Begin PAGE EXTRACT

There was no massive conspiracy that pushed to people eating lots and lots of starchy carbs just stupid people pushing something that seemed reasonable at the time and ignoring science to the contrary.

No such massive conspiracy need exist. Your argument is purely fallacious.


“The fact that the troposphere is warming while the stratosphere is cooling”

That actually is only sign of increasing CO2 in the atmosphere not of anthropogenic global warming. You can look up Freeman Dyson on this. He has been quite clear about the disconnect between stratospheric cooling and AGW. This false statement has spread around the internet due to a bad post made many years ago by Dr. Gavin Schmidt on the alarmist site realclimate.org. Gavin is a mathematician not a physicist. He has since admitted that he was wrong, after being slapped down by the physicists he works with, but the mistake is still often repeated on the internet. Sorry Gavin was wrong. CO2s radiative properties dominate in the stratosphere due to the primary source of heat being O3 absorbing UV. CO2 helps the O3 radiate heat to space more efficiently. It has absolutely nothing to do with global warming. Same cause, CO2, totally different effect. The stratosphere argument is like saying that plant fertilization is proof of global warming. No it’s just proof of more CO2 which we already know.

“the fact that nights are warming faster than days”
Urban heat island effects warm nights faster than days, changes in cloud cover warms nights faster than days, changes in ocean currents warms nights faster than days. Many many things warm nights faster than days. Again this is another logical fallacy on your part, post hoc ergo propter hoc. It’s a fallacy because you are ignoring other explanations for the effect.

“the fact that outgoing longwave radiation is reduced along bands associated with CO2”

Again false. You learned this on the propagandist website skeptical science. They accomplished this lie by using an old out of date study Harries 2001. This study was preliminary and by no means proved anything. It only compared two summers many years apart. When a more complete study was done in 2007 using a full data set there was no dimming in the CO2 band, actually a slight brightening. The SS piece you read was written after the 2007 study. So the reliance on the out of date study was intentional. Again you are wrong because you are relying on propagandist websites for your information.

“the fact that downward infrared radiation is increased along bands associated with CO2”
Also false the most recent study of down welling radiation published this month in Journal of Climate found that down welling radiation is decreasing due to increased cloud cover, hello hydrological cycle and strong negative feedbacks.

“the fact that the tropopause is rising”
This is just evidence of tropospheric warming and stratospheric cooling which we have already covered. The fact is the that the tropopause isn’t rising nearly as much or as fast as it should per AGW theory because it isn’t warming anywhere near the rate the the models say it should. If anything its slow rate of rise falsifies the models as the entire theory is dependent on the non-existent hotstpot in the tropopause per Plass' spectral broadening. You just cant make a prediction of + or – you have to make measurable predictions and so far the predictions of what is supposed to happen in the tropopause have fallen flat on their face. Predicting a rise of X and getting a rise far <X isn’t evidence that you are correct. It’s evidence that you are wrong.

“the fact that the ionosphere is cooling”

End PAGE EXTRACT

#### CHALLENGES:
• 1. According to the comment, what is Gavin Schmidt's profession?
• 2. Reproduce the comment from "There was no massive" to "is purely fallacious.", changing "conspiracy" to "scheme".

Begin DATASET CONTENT

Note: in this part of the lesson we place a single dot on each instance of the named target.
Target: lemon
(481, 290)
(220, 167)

End DATASET CONTENT
Begin DATASET CONTENT

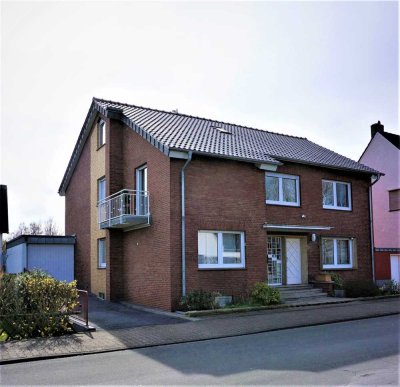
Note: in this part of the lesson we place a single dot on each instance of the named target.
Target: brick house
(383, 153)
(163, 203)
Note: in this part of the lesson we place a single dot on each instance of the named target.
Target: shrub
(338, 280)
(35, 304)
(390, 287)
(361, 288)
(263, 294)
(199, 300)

End DATASET CONTENT

#### EXERCISE ANSWERS:
• 1. He is a mathematician.

• 2.
There was no massive scheme that pushed to people eating lots and lots of starchy carbs just stupid people pushing something that seemed reasonable at the time and ignoring science to the contrary.

No such massive scheme need exist. Your argument is purely fallacious.